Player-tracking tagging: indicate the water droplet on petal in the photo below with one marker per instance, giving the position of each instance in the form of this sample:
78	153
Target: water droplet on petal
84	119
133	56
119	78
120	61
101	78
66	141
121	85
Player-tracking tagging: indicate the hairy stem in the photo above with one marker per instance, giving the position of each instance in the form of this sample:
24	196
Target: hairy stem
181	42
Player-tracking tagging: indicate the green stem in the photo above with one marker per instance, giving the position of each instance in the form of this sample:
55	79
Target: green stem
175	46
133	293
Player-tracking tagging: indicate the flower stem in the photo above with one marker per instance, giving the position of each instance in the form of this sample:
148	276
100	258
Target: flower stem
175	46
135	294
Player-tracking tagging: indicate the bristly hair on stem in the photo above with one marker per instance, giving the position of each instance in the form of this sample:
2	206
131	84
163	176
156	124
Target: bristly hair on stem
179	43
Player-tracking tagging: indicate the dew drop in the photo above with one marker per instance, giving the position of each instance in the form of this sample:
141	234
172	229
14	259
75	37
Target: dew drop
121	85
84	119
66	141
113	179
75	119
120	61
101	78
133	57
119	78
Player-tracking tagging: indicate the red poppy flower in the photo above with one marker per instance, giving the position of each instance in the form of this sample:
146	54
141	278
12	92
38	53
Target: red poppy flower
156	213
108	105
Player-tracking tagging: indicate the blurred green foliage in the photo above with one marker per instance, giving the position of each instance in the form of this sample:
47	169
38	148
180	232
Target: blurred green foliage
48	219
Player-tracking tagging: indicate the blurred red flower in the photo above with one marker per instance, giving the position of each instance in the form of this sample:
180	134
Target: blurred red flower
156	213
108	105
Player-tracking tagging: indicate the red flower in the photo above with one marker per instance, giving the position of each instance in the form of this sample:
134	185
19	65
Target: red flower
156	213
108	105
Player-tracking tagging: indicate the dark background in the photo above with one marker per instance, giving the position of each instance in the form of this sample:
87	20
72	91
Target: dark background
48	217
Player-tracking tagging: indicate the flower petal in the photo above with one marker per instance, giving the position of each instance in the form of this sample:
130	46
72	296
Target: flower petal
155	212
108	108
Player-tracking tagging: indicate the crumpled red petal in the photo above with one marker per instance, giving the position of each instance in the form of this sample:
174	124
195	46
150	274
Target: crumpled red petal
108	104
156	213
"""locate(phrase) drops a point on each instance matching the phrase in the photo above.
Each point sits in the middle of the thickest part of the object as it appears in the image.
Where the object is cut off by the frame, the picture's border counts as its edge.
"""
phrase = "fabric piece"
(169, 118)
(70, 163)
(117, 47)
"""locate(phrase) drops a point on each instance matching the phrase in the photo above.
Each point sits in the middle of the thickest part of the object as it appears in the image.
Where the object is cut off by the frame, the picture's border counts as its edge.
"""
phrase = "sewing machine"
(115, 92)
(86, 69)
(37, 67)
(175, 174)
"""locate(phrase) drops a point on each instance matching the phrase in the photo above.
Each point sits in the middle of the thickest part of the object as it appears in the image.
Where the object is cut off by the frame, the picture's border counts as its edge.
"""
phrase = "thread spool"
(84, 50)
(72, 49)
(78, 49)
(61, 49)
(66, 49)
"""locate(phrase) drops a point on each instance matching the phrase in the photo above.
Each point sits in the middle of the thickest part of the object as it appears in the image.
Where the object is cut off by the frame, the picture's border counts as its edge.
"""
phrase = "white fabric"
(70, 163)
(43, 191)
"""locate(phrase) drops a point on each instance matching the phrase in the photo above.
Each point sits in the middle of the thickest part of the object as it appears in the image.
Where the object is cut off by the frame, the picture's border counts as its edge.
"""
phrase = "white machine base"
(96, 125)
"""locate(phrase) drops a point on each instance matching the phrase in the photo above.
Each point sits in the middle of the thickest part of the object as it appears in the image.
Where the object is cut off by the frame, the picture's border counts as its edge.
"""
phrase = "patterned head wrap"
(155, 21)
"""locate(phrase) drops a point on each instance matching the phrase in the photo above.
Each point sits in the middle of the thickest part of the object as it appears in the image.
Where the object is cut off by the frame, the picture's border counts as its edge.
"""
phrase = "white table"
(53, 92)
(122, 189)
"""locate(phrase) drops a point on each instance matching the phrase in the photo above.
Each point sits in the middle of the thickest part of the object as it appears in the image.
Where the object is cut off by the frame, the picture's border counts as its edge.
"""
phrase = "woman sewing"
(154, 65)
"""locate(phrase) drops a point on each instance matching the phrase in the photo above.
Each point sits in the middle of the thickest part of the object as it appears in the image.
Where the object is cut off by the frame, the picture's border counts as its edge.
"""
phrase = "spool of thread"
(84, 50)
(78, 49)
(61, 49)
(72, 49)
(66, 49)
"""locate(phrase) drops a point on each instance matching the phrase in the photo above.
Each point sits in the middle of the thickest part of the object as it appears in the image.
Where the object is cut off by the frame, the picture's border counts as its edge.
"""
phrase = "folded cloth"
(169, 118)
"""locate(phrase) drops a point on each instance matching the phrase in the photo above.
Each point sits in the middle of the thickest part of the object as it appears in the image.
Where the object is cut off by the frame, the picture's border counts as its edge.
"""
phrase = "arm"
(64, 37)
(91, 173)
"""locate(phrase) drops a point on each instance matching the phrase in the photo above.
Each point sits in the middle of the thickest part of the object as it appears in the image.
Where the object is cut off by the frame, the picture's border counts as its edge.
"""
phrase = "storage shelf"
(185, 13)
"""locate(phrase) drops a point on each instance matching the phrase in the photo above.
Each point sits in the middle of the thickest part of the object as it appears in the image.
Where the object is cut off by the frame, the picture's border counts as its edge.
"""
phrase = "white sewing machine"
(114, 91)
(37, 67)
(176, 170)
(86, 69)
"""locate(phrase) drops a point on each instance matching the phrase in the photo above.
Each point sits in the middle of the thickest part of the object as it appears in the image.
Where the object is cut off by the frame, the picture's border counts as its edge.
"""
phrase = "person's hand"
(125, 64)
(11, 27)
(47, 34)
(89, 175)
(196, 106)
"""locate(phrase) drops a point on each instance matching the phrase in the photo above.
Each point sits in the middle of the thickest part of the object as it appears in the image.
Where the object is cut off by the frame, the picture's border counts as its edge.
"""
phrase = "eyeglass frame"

--- TASK DESCRIPTION ---
Please write the data above out again, exactly the same.

--- REPLY ---
Player-tracking tagging: indicate the water droplet on petal in the photo below with one marker per instance, giving the position of each instance in the form of this sample:
78	153
Target: water droplet on petal
84	119
133	56
119	78
120	61
101	78
66	141
121	85
Player-tracking tagging: indicate the hairy stem in the photo above with one marker per instance, giving the position of each instance in the form of this sample:
24	196
Target: hairy stem
181	42
Player-tracking tagging: indicate the green stem in the photo above with one marker per instance, giving the position of each instance in the form of this sample:
55	79
Target: green stem
175	46
133	293
Player-tracking tagging: indicate the flower stem in the photo above with one marker per instance, giving the position of each instance in the form of this sample:
148	276
100	258
Target: flower stem
175	46
135	294
Player-tracking tagging: indicate the bristly hair on stem in the photo above with one marker per instance, giving the position of each instance in the form of this sample:
2	206
131	84
163	176
156	124
Target: bristly hair on stem
179	43
Player-tracking tagging: indicate the dew drop in the photo above with one marker per instance, giving the position of each instance in the form of this sample:
141	234
172	229
14	259
75	37
Target: dew drop
121	85
84	119
66	141
113	179
75	119
120	61
101	78
133	57
119	78
Player-tracking tagging: indicate the red poppy flower in the photo above with one marker per instance, giving the position of each instance in the form of this sample:
146	54
141	278
12	92
38	53
Target: red poppy flower
156	213
108	105
Player-tracking tagging: indicate the blurred green foliage in the photo above with one marker per instance, giving the position of each instance in the form of this sample:
47	169
38	148
180	232
Target: blurred green foliage
48	219
Player-tracking tagging: indicate the blurred red flower in the photo above with one marker per instance, giving the position of each instance in the form of this sample:
180	134
Target: blurred red flower
156	213
108	105
Player-tracking tagging: indicate the red flower in the photo above with one marker per instance, giving the position of each instance in the form of this sample:
134	185
19	65
Target: red flower
156	213
108	105
Player-tracking tagging: indicate the dark background in the photo above with one marker per instance, giving the position of each instance in the form of this sample:
87	20
72	91
Target: dark background
48	217
Player-tracking tagging: indicate the flower petal in the photo above with one marker per instance, giving the position of each instance in the form of this sample:
130	46
72	296
Target: flower petal
155	212
108	108
Player-tracking tagging: indicate the crumpled red petal in the photo above with one marker per instance, giving the position of each instance in the form of this sample:
174	124
195	46
150	274
Target: crumpled red petal
108	104
156	213
"""locate(phrase) drops a point on each instance matching the phrase in the photo above.
Each point sits in the middle of the thickest part of the object as it appears in the image.
Where the object is cut off by the frame, the picture's border counts as its edge.
"""
phrase = "fabric piece"
(169, 118)
(70, 163)
(117, 47)
"""locate(phrase) drops a point on each instance matching the phrase in the photo above.
Each point sits in the middle of the thickest part of the object as it appears in the image.
Where the object is cut off by the frame, the picture's border counts as its edge.
"""
phrase = "sewing machine"
(115, 92)
(86, 69)
(37, 67)
(175, 174)
"""locate(phrase) drops a point on each instance matching the phrase in the photo above.
Each point sits in the middle of the thickest part of the object as it appears in the image.
Where the object is cut off by the frame, the picture's border counts as its edge.
"""
phrase = "thread spool"
(84, 50)
(72, 49)
(78, 49)
(61, 49)
(66, 49)
"""locate(phrase) drops a point on each instance matching the phrase in the photo above.
Each point sits in the middle of the thickest part of the object as it appears in the image.
Where the object is cut off by the frame, the picture's border counts as its edge.
"""
phrase = "white fabric"
(70, 163)
(43, 191)
"""locate(phrase) drops a point on each instance matching the phrase in the photo above.
Each point sits in the middle of the thickest part of the object as it appears in the image.
Where the object is cut off by the frame, the picture's border counts as its edge.
"""
phrase = "white machine base"
(96, 125)
"""locate(phrase) drops a point on each instance matching the phrase in the photo above.
Each point sits in the middle of the thickest part of the object as it appears in the image.
Where the object is cut off by the frame, the picture's border counts as its edge.
"""
phrase = "patterned head wrap"
(155, 21)
"""locate(phrase) drops a point on each instance matching the phrase in the photo above.
Each point sits in the middle of the thickest part of the object as it appears in the image.
Where the object is cut off by the frame, the picture's border counts as its edge.
"""
phrase = "white table"
(53, 92)
(122, 189)
"""locate(phrase) drops a point on each instance matching the phrase in the photo above.
Each point sits in the middle of the thickest part of the object as it appears in the image.
Where the object is cut off by the frame, the picture's border counts as its edge.
"""
phrase = "woman sewing"
(154, 65)
"""locate(phrase) drops a point on each instance matching the phrase in the photo above.
Each point sits in the middle of the thickest part of the object as it appears in the image.
Where the object is cut off by the frame, the picture's border counts as its edge.
"""
phrase = "spool of thread"
(84, 50)
(78, 49)
(61, 49)
(72, 49)
(66, 49)
"""locate(phrase) drops a point on each instance matching the phrase in the photo above.
Each point sits in the middle of the thickest part of the object as it appears in the image.
Where the object is cut off by the frame, the picture's border counts as its edge.
"""
phrase = "folded cloth"
(169, 118)
"""locate(phrase) drops a point on each instance matching the phrase in the photo above.
Each point sits in the middle of the thickest part of the object as it appears in the image.
Where the object is cut off by the frame, the picture's border counts as its edge.
"""
phrase = "arm"
(64, 37)
(91, 173)
"""locate(phrase) drops a point on each instance matching the phrase in the photo above.
Each point sits in the middle of the thickest part of the object as it appears in the image.
Where the object is cut off by the frame, the picture's border counts as its edge.
"""
phrase = "storage shelf"
(185, 13)
"""locate(phrase) drops a point on each instance matching the phrase in the photo above.
Each point sits in the middle of the thickest part of the object as it appears in the image.
Where the object is cut off by the frame, the picture's border counts as its edge.
"""
phrase = "white sewing machine"
(114, 91)
(37, 67)
(176, 170)
(86, 69)
"""locate(phrase) drops a point on each instance matching the phrase in the photo above.
Each point sits in the middle of the thickest part of the object as it appears in the image.
Where the object is cut off by the frame, the picture's border counts as its edge.
"""
phrase = "person's hand"
(125, 64)
(11, 27)
(47, 34)
(89, 175)
(196, 106)
"""locate(phrase) drops a point on each instance matching the phrase in the photo above.
Each point sits in the middle of the thickest part of the object as it appears in the image.
Where the object is cut off by the frame, the picture's border counts as its edge.
"""
phrase = "eyeglass frame"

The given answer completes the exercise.